**The task:** Format every line of the data below as a numbered list, skipping blank lines. Leave the pictures out of your answer.

[Collected data entries]
-- BEGIN --

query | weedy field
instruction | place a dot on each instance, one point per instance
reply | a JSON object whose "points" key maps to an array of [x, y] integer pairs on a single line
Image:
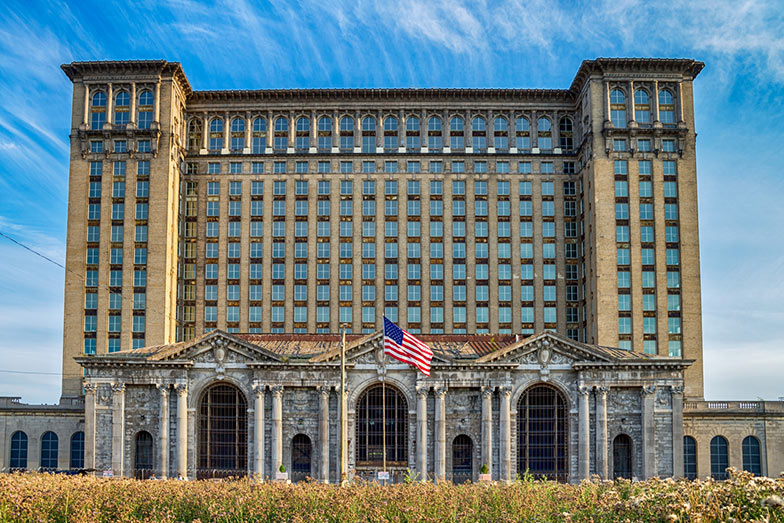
{"points": [[45, 497]]}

-- END --

**Task response:**
1. query | weedy field
2. instruction | place a dot on each instance, one point per instance
3. reply | a JSON object whose "points" key maps to an array of [x, y] integer pairs on a single line
4. Image:
5. {"points": [[45, 497]]}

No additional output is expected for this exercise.